TO BE DONE: Turn every line of the listing below into a Markdown table with two columns, Row and Text: Row numbers the lines in order and Text holds the line. Leave out blank lines.

+---+

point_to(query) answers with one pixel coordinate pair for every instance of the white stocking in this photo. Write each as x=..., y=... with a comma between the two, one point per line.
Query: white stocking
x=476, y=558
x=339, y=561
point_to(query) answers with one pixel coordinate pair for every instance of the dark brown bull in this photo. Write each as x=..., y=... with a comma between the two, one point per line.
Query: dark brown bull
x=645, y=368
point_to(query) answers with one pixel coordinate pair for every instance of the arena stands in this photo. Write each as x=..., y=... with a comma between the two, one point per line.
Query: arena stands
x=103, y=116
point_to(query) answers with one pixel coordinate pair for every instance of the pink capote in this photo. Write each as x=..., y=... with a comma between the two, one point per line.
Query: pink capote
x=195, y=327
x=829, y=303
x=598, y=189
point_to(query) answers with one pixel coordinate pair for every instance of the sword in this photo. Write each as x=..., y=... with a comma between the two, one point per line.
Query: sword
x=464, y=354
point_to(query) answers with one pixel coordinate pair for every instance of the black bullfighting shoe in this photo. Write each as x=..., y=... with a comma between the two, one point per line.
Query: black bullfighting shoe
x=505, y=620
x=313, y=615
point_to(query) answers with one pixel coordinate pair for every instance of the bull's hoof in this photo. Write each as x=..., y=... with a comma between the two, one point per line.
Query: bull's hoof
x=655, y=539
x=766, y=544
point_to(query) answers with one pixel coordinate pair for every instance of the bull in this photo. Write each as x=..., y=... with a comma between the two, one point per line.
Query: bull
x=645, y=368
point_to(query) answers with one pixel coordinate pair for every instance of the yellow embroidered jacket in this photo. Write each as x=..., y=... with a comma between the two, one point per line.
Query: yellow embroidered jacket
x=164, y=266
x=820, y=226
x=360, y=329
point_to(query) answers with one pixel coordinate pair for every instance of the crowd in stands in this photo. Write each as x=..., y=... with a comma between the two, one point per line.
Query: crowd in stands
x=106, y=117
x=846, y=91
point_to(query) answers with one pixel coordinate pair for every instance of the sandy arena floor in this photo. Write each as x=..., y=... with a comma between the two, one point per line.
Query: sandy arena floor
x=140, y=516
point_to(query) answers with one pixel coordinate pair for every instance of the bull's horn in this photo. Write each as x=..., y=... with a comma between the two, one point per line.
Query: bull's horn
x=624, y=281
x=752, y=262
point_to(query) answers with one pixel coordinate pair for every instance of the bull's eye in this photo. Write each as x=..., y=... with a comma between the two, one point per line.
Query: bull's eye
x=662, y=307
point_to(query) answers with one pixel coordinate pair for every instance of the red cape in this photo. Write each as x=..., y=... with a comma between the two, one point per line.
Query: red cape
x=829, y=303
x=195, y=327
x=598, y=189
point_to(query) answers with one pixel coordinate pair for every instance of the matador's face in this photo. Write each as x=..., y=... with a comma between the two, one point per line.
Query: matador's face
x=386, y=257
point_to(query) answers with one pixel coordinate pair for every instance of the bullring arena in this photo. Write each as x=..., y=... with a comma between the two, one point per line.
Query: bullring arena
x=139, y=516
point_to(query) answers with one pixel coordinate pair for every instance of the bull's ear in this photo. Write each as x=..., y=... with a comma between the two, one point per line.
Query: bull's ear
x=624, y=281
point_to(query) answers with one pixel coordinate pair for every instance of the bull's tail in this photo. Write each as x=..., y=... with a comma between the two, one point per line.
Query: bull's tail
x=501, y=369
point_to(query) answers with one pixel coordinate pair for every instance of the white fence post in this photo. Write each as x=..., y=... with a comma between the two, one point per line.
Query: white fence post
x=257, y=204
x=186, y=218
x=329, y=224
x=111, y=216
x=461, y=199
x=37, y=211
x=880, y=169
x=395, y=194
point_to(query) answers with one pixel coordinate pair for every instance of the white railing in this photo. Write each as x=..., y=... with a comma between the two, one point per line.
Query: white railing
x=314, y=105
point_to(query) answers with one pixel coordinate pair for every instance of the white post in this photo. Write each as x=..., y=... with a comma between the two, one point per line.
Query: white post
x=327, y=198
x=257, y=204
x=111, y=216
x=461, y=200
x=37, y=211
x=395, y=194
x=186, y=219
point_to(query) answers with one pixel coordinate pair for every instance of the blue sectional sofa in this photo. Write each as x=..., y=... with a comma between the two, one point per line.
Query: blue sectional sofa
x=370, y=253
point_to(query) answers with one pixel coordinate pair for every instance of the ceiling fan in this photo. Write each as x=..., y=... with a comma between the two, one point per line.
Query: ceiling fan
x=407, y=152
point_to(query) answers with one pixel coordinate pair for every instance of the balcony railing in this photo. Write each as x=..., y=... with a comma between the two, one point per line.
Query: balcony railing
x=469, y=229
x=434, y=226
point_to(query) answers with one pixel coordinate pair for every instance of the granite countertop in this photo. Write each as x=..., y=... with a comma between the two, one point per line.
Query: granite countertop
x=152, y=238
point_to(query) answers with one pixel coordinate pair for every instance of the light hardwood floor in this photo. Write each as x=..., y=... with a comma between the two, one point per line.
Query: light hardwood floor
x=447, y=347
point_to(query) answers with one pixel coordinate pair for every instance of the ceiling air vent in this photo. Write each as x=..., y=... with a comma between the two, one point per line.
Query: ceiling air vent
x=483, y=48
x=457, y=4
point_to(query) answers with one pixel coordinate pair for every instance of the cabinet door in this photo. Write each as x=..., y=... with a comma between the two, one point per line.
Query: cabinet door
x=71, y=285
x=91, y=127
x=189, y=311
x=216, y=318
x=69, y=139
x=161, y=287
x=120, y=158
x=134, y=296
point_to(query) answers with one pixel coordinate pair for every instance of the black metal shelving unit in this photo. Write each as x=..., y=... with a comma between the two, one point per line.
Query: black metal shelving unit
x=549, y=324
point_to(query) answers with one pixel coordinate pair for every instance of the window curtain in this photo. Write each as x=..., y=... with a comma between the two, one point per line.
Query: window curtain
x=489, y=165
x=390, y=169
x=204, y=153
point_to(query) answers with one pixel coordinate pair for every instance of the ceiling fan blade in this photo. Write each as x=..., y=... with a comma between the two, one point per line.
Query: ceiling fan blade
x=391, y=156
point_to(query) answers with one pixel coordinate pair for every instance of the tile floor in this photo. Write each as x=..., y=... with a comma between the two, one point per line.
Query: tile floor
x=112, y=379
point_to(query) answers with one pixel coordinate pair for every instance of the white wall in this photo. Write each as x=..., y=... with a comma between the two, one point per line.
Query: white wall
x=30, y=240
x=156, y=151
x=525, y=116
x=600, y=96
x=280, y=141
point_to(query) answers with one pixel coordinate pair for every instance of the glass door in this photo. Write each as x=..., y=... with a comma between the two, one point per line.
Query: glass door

+---+

RESULT OF THIS TASK:
| Row | Text |
|---|---|
| 1 | point_to(query) answers with one pixel coordinate pair for every instance of the white stocking in this photo. Write each as x=..., y=... with a comma between the two, one point per line. |
| 2 | Query: white stocking |
| 3 | x=476, y=558 |
| 4 | x=339, y=561 |
| 5 | point_to(query) answers with one pixel coordinate pair for every instance of the dark brown bull in this photo. Write each as x=..., y=... with a comma between the two, one point per line. |
| 6 | Query: dark brown bull |
| 7 | x=645, y=368 |
| 8 | point_to(query) answers with one pixel coordinate pair for every instance of the arena stands in this photo. Write each as x=..., y=... with a comma between the two, one point per line. |
| 9 | Query: arena stands |
| 10 | x=103, y=116 |
| 11 | point_to(query) answers with one pixel coordinate pair for every instance of the pink capote in this photo. Write each as x=..., y=... with a comma between the two, one point per line. |
| 12 | Query: pink capote |
| 13 | x=195, y=327 |
| 14 | x=829, y=303 |
| 15 | x=598, y=189 |
| 16 | point_to(query) answers with one pixel coordinate pair for every instance of the sword in this photo. Write each as x=..., y=... with a comma between the two, one point per line. |
| 17 | Query: sword |
| 18 | x=464, y=354 |
| 19 | point_to(query) answers with one pixel coordinate pair for every instance of the black bullfighting shoe in this photo. Write each as x=..., y=... with a comma between the two, one point per line. |
| 20 | Query: black bullfighting shoe |
| 21 | x=505, y=620 |
| 22 | x=313, y=615 |
| 23 | point_to(query) answers with one pixel coordinate pair for every instance of the bull's hoof in this photo. Write each as x=..., y=... with a comma between the two, one point per line. |
| 24 | Query: bull's hoof |
| 25 | x=655, y=539 |
| 26 | x=766, y=544 |
| 27 | point_to(query) answers with one pixel coordinate pair for every instance of the bull in this photo. Write each as x=..., y=... with a comma between the two, one point per line. |
| 28 | Query: bull |
| 29 | x=645, y=368 |
| 30 | point_to(query) answers with one pixel coordinate pair for every instance of the yellow embroidered jacket in this photo. Write each as x=..., y=... with a comma between the two, one point per line. |
| 31 | Query: yellow embroidered jacket |
| 32 | x=164, y=266 |
| 33 | x=820, y=226 |
| 34 | x=360, y=329 |
| 35 | point_to(query) answers with one pixel coordinate pair for every instance of the crowd in stands in this photo. Write each as x=..., y=... with a comma between the two, one point per line. |
| 36 | Query: crowd in stands |
| 37 | x=106, y=117 |
| 38 | x=846, y=91 |
| 39 | point_to(query) answers with one pixel coordinate pair for every instance of the sandy arena floor in this photo. Write each as x=..., y=... with a comma between the two, one point per line. |
| 40 | Query: sandy arena floor |
| 41 | x=140, y=516 |
| 42 | point_to(query) answers with one pixel coordinate pair for every instance of the bull's horn in this photo. Write each as x=..., y=... with a comma between the two, one point per line. |
| 43 | Query: bull's horn |
| 44 | x=624, y=281 |
| 45 | x=752, y=262 |
| 46 | point_to(query) answers with one pixel coordinate pair for every instance of the bull's eye in this photo. Write each as x=..., y=... with a comma between the two, one point per line. |
| 47 | Query: bull's eye |
| 48 | x=662, y=307 |
| 49 | point_to(query) answers with one pixel coordinate pair for every instance of the red cape in this photo. Write each as x=..., y=... with a comma between the two, one point per line. |
| 50 | Query: red cape |
| 51 | x=829, y=303 |
| 52 | x=195, y=327 |
| 53 | x=598, y=189 |
| 54 | point_to(query) answers with one pixel coordinate pair for every instance of the matador's face in this photo. Write each as x=..., y=... with a comma between the two, one point per line. |
| 55 | Query: matador's face |
| 56 | x=386, y=257 |
| 57 | point_to(query) answers with one pixel coordinate pair for every instance of the bullring arena in this photo. Write each as x=..., y=... with a comma between the two, one point per line. |
| 58 | Query: bullring arena |
| 59 | x=139, y=516 |
| 60 | point_to(query) answers with one pixel coordinate pair for every instance of the bull's ear in this photo. Write each as x=..., y=... with a comma between the two, one point per line. |
| 61 | Query: bull's ear |
| 62 | x=624, y=281 |
| 63 | point_to(query) answers with one pixel coordinate pair for every instance of the bull's tail in this photo. Write each as x=..., y=... with a comma between the two, one point per line. |
| 64 | Query: bull's tail |
| 65 | x=501, y=369 |
| 66 | point_to(query) answers with one pixel coordinate pair for every instance of the white fence post in this photo. Write each as x=..., y=... with a comma between the two, one point per line. |
| 67 | Query: white fence post |
| 68 | x=257, y=204 |
| 69 | x=186, y=218 |
| 70 | x=329, y=224 |
| 71 | x=111, y=216 |
| 72 | x=461, y=199 |
| 73 | x=37, y=211 |
| 74 | x=880, y=169 |
| 75 | x=395, y=194 |
| 76 | point_to(query) answers with one pixel coordinate pair for every instance of the white railing in this photo. Write each as x=..., y=... with a comma between the two, one point per line. |
| 77 | Query: white railing |
| 78 | x=314, y=105 |
| 79 | point_to(query) answers with one pixel coordinate pair for every instance of the white post in this photo. Write each as x=..., y=... with a comma between the two, one point per line. |
| 80 | Query: white post |
| 81 | x=327, y=198 |
| 82 | x=257, y=204 |
| 83 | x=111, y=216 |
| 84 | x=461, y=200 |
| 85 | x=37, y=211 |
| 86 | x=395, y=194 |
| 87 | x=186, y=219 |
| 88 | point_to(query) answers with one pixel coordinate pair for every instance of the blue sectional sofa in this photo. Write each as x=..., y=... with a comma between the two, one point per line. |
| 89 | Query: blue sectional sofa |
| 90 | x=370, y=253 |
| 91 | point_to(query) answers with one pixel coordinate pair for every instance of the ceiling fan in this photo. Write each as x=..., y=... with a comma between the two, one point per line. |
| 92 | Query: ceiling fan |
| 93 | x=407, y=152 |
| 94 | point_to(query) answers with one pixel coordinate pair for every instance of the balcony railing in this photo. Write each as x=..., y=... with a comma between the two, one point per line. |
| 95 | Query: balcony railing |
| 96 | x=469, y=229 |
| 97 | x=434, y=226 |
| 98 | point_to(query) answers with one pixel coordinate pair for every instance of the granite countertop in this photo. Write each as x=..., y=... with a comma between the two, one point per line. |
| 99 | Query: granite countertop |
| 100 | x=152, y=238 |
| 101 | point_to(query) answers with one pixel coordinate pair for every instance of the light hardwood floor in this photo. Write each as x=..., y=... with a comma between the two, one point per line. |
| 102 | Query: light hardwood floor |
| 103 | x=447, y=347 |
| 104 | point_to(query) answers with one pixel coordinate pair for every instance of the ceiling air vent in this photo. Write each as x=..., y=... with a comma between the two, one point per line. |
| 105 | Query: ceiling air vent |
| 106 | x=483, y=48 |
| 107 | x=457, y=4 |
| 108 | point_to(query) answers with one pixel coordinate pair for every instance of the cabinet door in this photo. Write each as x=..., y=... with a comma between the two, one point per line. |
| 109 | Query: cabinet door |
| 110 | x=71, y=285 |
| 111 | x=91, y=127 |
| 112 | x=189, y=311 |
| 113 | x=216, y=318 |
| 114 | x=69, y=139 |
| 115 | x=161, y=287 |
| 116 | x=120, y=158 |
| 117 | x=134, y=296 |
| 118 | point_to(query) answers with one pixel coordinate pair for every instance of the black metal shelving unit in this photo. Write each as x=..., y=... with a comma between the two, one point per line. |
| 119 | Query: black metal shelving unit |
| 120 | x=549, y=324 |
| 121 | point_to(query) answers with one pixel coordinate pair for every instance of the window curtain in this photo. Write each as x=..., y=... with a comma between the two, one point per line. |
| 122 | Query: window curtain |
| 123 | x=489, y=165 |
| 124 | x=390, y=169 |
| 125 | x=204, y=153 |
| 126 | point_to(query) answers with one pixel coordinate pair for every instance of the ceiling fan blade in this photo. Write each as x=..., y=... with a comma between the two, one point per line. |
| 127 | Query: ceiling fan blade |
| 128 | x=391, y=156 |
| 129 | point_to(query) answers with one pixel coordinate pair for every instance of the tile floor in this photo. Write each as x=..., y=... with a comma between the two, one point per line. |
| 130 | Query: tile floor |
| 131 | x=112, y=379 |
| 132 | point_to(query) answers with one pixel coordinate pair for every instance of the white wall in this photo. Write each as x=..., y=... with a comma between the two, one point per line. |
| 133 | Query: white wall |
| 134 | x=30, y=240 |
| 135 | x=156, y=151 |
| 136 | x=525, y=116 |
| 137 | x=600, y=96 |
| 138 | x=280, y=141 |
| 139 | point_to(query) answers with one pixel coordinate pair for every instance of the glass door in this photo. Write each as x=..., y=... with a comma between the two, one point per line. |
| 140 | Query: glass door |